Problem details: The line containing "Please mark the region of the hillside" marks the start of the required copy, which runs to the final line of the entries; return those lines exactly, without any pictures.

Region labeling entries
--
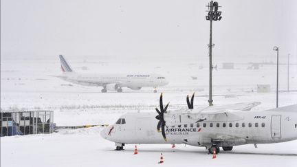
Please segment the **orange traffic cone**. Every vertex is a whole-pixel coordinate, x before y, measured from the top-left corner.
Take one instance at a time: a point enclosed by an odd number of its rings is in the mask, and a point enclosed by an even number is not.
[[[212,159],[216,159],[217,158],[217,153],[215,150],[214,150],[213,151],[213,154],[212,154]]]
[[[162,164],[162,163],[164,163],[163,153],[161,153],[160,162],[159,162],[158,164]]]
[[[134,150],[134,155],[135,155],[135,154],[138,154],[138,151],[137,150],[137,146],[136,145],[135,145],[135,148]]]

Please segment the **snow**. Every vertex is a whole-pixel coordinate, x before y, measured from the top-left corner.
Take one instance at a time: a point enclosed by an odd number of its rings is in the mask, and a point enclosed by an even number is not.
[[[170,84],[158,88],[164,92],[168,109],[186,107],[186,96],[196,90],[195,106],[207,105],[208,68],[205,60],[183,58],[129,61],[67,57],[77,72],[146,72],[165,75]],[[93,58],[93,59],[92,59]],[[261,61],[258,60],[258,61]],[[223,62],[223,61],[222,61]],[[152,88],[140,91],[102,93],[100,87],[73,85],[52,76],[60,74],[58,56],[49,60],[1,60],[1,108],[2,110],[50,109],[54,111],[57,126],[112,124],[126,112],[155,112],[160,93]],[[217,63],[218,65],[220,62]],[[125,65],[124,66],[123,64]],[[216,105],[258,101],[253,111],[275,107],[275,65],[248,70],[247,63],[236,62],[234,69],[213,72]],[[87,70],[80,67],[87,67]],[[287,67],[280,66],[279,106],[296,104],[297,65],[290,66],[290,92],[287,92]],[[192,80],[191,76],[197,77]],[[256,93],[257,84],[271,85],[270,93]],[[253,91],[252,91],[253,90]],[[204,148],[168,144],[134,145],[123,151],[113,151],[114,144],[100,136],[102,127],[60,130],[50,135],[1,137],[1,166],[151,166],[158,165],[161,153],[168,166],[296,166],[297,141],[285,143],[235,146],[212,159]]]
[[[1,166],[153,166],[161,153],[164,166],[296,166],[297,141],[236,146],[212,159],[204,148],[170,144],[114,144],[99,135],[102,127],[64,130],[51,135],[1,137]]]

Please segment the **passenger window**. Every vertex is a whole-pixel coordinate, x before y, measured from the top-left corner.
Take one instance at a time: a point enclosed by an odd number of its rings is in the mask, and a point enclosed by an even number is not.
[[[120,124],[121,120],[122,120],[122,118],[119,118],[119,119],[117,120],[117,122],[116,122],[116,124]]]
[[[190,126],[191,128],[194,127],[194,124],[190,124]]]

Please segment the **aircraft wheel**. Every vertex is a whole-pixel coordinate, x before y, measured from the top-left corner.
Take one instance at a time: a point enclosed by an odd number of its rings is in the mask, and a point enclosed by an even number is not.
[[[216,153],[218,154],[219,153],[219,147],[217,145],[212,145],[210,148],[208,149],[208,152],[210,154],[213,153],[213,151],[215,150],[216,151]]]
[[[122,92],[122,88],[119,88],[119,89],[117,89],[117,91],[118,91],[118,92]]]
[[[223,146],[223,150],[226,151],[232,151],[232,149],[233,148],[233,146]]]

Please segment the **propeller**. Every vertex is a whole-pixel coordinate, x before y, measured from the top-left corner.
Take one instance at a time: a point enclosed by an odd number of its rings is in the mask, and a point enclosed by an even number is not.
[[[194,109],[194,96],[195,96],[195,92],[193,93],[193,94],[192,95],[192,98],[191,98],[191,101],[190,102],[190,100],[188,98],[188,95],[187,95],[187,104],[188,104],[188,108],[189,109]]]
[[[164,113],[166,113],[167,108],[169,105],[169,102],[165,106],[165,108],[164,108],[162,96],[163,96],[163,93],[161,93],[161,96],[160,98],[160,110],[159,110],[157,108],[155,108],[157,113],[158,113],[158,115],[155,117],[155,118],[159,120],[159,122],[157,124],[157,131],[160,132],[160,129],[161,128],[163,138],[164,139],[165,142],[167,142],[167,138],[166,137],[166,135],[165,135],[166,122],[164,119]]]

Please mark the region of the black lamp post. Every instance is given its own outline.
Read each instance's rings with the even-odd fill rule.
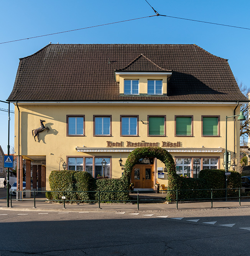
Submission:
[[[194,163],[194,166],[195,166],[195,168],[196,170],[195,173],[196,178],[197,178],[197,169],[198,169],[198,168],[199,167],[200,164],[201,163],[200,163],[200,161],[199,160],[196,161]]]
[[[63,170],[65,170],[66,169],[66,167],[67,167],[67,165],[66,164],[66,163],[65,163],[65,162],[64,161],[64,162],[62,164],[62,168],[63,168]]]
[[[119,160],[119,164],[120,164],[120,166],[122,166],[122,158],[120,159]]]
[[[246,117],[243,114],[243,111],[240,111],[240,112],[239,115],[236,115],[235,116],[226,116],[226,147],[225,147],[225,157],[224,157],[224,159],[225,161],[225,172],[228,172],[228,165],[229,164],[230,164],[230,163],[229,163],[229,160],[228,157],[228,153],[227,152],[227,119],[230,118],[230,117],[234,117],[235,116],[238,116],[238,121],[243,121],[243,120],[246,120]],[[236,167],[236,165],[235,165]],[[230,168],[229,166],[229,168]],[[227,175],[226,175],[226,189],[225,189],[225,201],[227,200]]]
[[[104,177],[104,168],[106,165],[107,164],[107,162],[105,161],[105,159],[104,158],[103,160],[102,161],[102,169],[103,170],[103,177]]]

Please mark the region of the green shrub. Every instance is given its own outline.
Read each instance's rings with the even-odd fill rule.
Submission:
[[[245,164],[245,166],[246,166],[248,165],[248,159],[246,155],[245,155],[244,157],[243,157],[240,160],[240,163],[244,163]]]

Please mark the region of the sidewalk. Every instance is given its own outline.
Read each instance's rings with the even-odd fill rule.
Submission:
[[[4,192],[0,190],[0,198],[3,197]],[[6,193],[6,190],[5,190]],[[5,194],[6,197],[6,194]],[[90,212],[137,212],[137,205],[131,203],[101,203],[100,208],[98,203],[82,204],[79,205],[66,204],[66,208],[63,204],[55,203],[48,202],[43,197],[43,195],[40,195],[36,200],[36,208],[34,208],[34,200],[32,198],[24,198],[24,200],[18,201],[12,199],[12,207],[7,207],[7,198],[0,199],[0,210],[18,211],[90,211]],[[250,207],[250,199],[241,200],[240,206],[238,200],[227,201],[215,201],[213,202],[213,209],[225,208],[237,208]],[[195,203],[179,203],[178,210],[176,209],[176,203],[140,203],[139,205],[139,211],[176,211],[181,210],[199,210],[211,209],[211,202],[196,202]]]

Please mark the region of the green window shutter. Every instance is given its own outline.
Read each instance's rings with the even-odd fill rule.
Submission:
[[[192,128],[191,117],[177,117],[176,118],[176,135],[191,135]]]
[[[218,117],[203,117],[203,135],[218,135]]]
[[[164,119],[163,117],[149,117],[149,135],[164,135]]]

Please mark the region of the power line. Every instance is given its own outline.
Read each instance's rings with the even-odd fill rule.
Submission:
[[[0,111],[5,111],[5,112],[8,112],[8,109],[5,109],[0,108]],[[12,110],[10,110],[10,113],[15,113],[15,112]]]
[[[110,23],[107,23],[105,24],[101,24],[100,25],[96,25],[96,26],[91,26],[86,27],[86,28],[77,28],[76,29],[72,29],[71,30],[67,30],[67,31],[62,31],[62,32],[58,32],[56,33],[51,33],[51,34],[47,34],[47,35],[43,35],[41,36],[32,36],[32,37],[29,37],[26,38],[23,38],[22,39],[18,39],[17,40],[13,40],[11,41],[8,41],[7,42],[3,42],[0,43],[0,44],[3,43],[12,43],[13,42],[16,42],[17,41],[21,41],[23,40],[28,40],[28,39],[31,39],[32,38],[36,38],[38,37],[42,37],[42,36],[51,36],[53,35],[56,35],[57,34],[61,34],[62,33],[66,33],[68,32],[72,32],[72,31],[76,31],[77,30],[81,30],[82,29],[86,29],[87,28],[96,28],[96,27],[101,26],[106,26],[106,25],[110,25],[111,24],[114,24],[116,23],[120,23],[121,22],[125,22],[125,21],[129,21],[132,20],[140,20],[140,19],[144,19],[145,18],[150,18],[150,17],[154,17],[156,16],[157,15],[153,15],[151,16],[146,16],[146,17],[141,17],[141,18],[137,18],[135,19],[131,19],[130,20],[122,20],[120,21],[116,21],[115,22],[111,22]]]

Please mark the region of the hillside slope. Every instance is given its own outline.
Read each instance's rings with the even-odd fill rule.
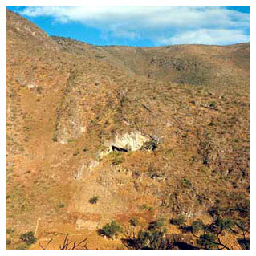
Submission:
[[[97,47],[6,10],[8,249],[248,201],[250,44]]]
--
Task result:
Please mark the region of the hillside slope. Every instance is given its own outline.
Read each instance's rings with the even-odd fill rule.
Submission:
[[[97,47],[6,10],[8,249],[248,201],[250,44]]]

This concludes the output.